*JOB*.
Print every one of the rows below verbatim, changing nothing.

■ ■ ■ ■ ■

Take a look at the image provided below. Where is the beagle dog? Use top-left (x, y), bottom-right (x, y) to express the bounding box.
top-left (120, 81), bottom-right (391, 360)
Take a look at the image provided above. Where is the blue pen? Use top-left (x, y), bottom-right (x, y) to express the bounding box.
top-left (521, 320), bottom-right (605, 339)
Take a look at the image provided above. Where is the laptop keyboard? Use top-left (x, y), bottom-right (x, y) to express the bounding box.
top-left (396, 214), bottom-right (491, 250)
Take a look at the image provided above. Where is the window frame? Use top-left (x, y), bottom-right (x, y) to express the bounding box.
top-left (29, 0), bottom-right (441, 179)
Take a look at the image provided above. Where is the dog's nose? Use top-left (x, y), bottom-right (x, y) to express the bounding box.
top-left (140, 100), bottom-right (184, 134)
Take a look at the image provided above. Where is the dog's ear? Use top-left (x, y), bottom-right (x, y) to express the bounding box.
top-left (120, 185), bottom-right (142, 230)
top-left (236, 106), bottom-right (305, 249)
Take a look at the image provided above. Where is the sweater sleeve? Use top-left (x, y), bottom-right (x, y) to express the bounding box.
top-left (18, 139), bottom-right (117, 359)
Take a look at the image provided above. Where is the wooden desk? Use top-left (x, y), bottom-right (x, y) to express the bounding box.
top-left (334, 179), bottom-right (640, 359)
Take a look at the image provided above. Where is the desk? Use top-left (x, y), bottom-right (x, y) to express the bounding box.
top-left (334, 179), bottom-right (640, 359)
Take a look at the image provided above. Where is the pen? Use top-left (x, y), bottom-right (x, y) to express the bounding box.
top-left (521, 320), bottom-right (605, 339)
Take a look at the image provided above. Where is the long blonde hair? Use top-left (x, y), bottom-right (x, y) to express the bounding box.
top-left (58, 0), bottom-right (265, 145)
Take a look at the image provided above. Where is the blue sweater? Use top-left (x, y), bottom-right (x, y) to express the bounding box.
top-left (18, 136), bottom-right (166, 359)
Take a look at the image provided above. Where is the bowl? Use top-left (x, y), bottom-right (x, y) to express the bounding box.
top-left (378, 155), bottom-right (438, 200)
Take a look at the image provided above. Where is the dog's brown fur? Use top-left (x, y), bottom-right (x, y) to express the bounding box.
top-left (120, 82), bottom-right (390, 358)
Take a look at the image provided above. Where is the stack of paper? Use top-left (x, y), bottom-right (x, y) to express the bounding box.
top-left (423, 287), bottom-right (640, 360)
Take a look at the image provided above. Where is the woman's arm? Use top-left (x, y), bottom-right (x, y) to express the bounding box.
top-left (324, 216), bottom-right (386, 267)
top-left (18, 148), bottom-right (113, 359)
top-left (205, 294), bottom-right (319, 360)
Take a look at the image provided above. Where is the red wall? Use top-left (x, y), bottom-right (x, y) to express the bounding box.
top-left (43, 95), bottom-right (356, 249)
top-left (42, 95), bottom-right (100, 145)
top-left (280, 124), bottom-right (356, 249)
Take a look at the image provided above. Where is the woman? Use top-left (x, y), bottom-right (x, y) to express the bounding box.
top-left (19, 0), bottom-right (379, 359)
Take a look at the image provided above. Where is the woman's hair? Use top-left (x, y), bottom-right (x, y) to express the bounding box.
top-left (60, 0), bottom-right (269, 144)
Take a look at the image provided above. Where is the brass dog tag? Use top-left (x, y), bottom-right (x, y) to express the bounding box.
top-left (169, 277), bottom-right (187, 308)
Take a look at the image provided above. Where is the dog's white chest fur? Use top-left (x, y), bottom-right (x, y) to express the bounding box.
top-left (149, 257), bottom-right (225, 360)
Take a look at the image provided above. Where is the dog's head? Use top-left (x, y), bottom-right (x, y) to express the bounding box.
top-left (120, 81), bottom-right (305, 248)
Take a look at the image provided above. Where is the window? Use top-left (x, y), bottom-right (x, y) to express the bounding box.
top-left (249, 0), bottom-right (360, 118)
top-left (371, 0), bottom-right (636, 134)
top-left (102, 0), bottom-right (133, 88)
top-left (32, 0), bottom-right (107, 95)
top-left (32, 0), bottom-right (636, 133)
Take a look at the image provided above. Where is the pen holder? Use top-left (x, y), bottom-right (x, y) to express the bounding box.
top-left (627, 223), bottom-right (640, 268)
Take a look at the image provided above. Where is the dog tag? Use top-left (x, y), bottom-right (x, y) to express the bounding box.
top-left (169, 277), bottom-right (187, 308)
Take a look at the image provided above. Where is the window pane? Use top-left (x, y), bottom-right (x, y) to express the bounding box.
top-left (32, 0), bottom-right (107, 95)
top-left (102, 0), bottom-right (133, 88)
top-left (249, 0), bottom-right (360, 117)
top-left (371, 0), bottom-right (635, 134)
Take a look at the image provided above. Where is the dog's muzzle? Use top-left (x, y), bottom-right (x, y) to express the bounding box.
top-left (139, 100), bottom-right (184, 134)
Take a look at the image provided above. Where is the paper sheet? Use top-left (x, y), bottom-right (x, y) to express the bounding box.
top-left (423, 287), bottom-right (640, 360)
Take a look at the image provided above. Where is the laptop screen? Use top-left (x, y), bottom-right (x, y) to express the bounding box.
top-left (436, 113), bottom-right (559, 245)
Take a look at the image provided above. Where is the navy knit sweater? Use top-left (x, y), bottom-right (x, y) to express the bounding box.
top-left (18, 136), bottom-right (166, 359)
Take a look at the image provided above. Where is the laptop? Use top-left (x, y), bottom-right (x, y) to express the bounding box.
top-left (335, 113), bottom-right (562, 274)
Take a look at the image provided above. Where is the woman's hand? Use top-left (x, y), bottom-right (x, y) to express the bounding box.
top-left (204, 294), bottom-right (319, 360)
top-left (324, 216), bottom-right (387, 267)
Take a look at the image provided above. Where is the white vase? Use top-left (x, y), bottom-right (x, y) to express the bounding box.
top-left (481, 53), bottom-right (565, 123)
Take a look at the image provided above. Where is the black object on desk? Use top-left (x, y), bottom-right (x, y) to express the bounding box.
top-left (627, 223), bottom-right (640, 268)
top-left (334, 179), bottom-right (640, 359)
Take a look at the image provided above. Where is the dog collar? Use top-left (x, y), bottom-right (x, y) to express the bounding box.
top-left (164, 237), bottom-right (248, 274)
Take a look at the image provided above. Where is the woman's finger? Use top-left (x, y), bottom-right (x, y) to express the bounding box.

■ ■ ■ ■ ■

*OUTPUT OF THE TASK*.
Take a look at the image provided below. Where is the beagle dog? Use top-left (x, y), bottom-right (x, y) to express the bounding box.
top-left (120, 81), bottom-right (391, 360)
Take a look at the image provided above. Where is the blue pen? Use top-left (x, y), bottom-right (x, y) to express the bounding box.
top-left (521, 320), bottom-right (605, 339)
Take a look at the image provided above. Where is the laptop keyboard? Use top-left (x, y), bottom-right (x, y) to express the bounding box.
top-left (396, 214), bottom-right (491, 250)
Take a look at the image provided above. Where is the window frame? Use top-left (x, y), bottom-right (x, y) to express the bounding box.
top-left (29, 0), bottom-right (441, 179)
Take a look at the image provided above. Where is the dog's nose? Use top-left (x, y), bottom-right (x, y) to express the bounding box.
top-left (140, 100), bottom-right (184, 134)
Take a look at the image provided above. Where is the dog's ear? Use top-left (x, y), bottom-right (x, y) to express the bounding box.
top-left (120, 185), bottom-right (142, 230)
top-left (236, 106), bottom-right (305, 249)
Take a look at the image provided above. Where is the sweater sleeve? Use top-left (x, y), bottom-right (x, y) to express the bounding box.
top-left (18, 139), bottom-right (117, 359)
Take a look at the image provided above. Where is the wooden desk? Use top-left (x, y), bottom-right (x, y) to express the bounding box.
top-left (334, 179), bottom-right (640, 359)
Take a look at the image provided above. Where is the desk? Use top-left (x, y), bottom-right (x, y) to express the bounding box.
top-left (334, 179), bottom-right (640, 359)
Take a look at the image provided above. Where is the pen? Use top-left (x, y), bottom-right (x, y) to express the bounding box.
top-left (521, 320), bottom-right (605, 339)
Take a look at the image provided above. Where is the long blonde hair? Use top-left (x, y), bottom-right (x, y) to express the bounding box.
top-left (58, 0), bottom-right (265, 145)
Take a look at the image provided above. Where is the blue sweater? Use top-left (x, y), bottom-right (x, y) to express the bounding box.
top-left (18, 136), bottom-right (166, 359)
Take a look at the image provided above. Where is the bowl? Use top-left (x, y), bottom-right (x, y) to express the bounding box.
top-left (378, 155), bottom-right (438, 200)
Take a look at the image provided above. Where is the dog's brown fur? Use top-left (x, y), bottom-right (x, y) to express the bounding box.
top-left (120, 82), bottom-right (390, 358)
Take a look at the image provided above. Where is the stack of paper? Use top-left (x, y), bottom-right (x, y) to express the bounding box.
top-left (423, 287), bottom-right (640, 360)
Take a look at the image provided above. Where is the woman's arm? Use top-left (x, y), bottom-right (x, y) to express the bounding box.
top-left (324, 216), bottom-right (386, 267)
top-left (18, 148), bottom-right (113, 359)
top-left (205, 294), bottom-right (319, 360)
Take a look at the image provided above. Where is the red wall? Use top-left (x, y), bottom-right (x, y) to express the bounding box.
top-left (43, 95), bottom-right (356, 249)
top-left (42, 95), bottom-right (100, 145)
top-left (280, 124), bottom-right (356, 249)
Take a look at the image provided above. Where is the woman? Use top-left (x, y), bottom-right (x, y) to express the bounding box.
top-left (19, 0), bottom-right (379, 359)
Take a look at the image provided above. Where is the woman's hair? Use top-left (x, y), bottom-right (x, y) to express the bounding box.
top-left (60, 0), bottom-right (269, 144)
Take a look at the image provided above. Where is the brass dog tag? Use top-left (x, y), bottom-right (x, y) to express the bounding box.
top-left (169, 277), bottom-right (187, 308)
Take a look at the image provided above. Where is the dog's white chest fur? Use top-left (x, y), bottom-right (x, y) to express the bounding box.
top-left (149, 257), bottom-right (225, 360)
Take a look at the image provided above. Where is the dog's head? Use top-left (x, y), bottom-right (x, y) to express the bounding box.
top-left (120, 81), bottom-right (305, 248)
Take a look at the image provided above. Where is the window? Use top-left (x, y), bottom-right (x, y) to express the bounding box.
top-left (249, 0), bottom-right (360, 118)
top-left (371, 0), bottom-right (636, 134)
top-left (102, 0), bottom-right (133, 88)
top-left (32, 0), bottom-right (107, 95)
top-left (32, 0), bottom-right (636, 133)
Take a look at the image provided above. Where is the pen holder? Use top-left (x, y), bottom-right (x, y) to express the bounding box.
top-left (627, 223), bottom-right (640, 268)
Take a look at the image provided above. Where is the dog tag? Use top-left (x, y), bottom-right (x, y) to express the bounding box.
top-left (169, 277), bottom-right (187, 308)
Take a look at the image provided above. Where is the window pane? Use top-left (x, y), bottom-right (x, y) to express the bounding box.
top-left (32, 0), bottom-right (107, 95)
top-left (102, 0), bottom-right (133, 88)
top-left (249, 0), bottom-right (360, 117)
top-left (371, 0), bottom-right (635, 134)
Take a look at the image provided above. Where is the dog's muzzle? Use top-left (x, y), bottom-right (x, y) to express the bounding box.
top-left (139, 100), bottom-right (184, 134)
Take a look at the image provided above. Where is the paper sheet? Use top-left (x, y), bottom-right (x, y) to express the bounding box.
top-left (423, 287), bottom-right (640, 360)
Take a look at the image provided above. Where is the laptop screen? Use top-left (x, y), bottom-right (x, y) to express the bounding box.
top-left (436, 113), bottom-right (559, 245)
Take a look at the image provided above. Where is the navy knit sweater? Use top-left (x, y), bottom-right (x, y) to express the bounding box.
top-left (18, 136), bottom-right (166, 359)
Take a look at the image provided above. Where is the laptop? Use top-left (x, y), bottom-right (x, y) to express the bounding box.
top-left (335, 113), bottom-right (562, 274)
Take a look at the image provided above. Where is the woman's hand? Use top-left (x, y), bottom-right (x, y) to express the bounding box.
top-left (204, 294), bottom-right (319, 360)
top-left (324, 216), bottom-right (387, 267)
Take a look at the image provided above. Where is the white vase? Use top-left (x, y), bottom-right (x, y) to express the bounding box.
top-left (481, 53), bottom-right (565, 123)
Take a look at the image provided above. Where is the black object on desk? Use top-left (x, y), bottom-right (x, y) to express the bounding box.
top-left (627, 223), bottom-right (640, 268)
top-left (334, 179), bottom-right (640, 359)
Take a look at the image provided above. Where is the dog collar? Use top-left (x, y), bottom-right (x, y) to express the bounding box.
top-left (164, 237), bottom-right (248, 274)
Take a look at the image provided above. Where is the woman's finger? Use top-left (x, y), bottom-right (x, y) to express the bounding box.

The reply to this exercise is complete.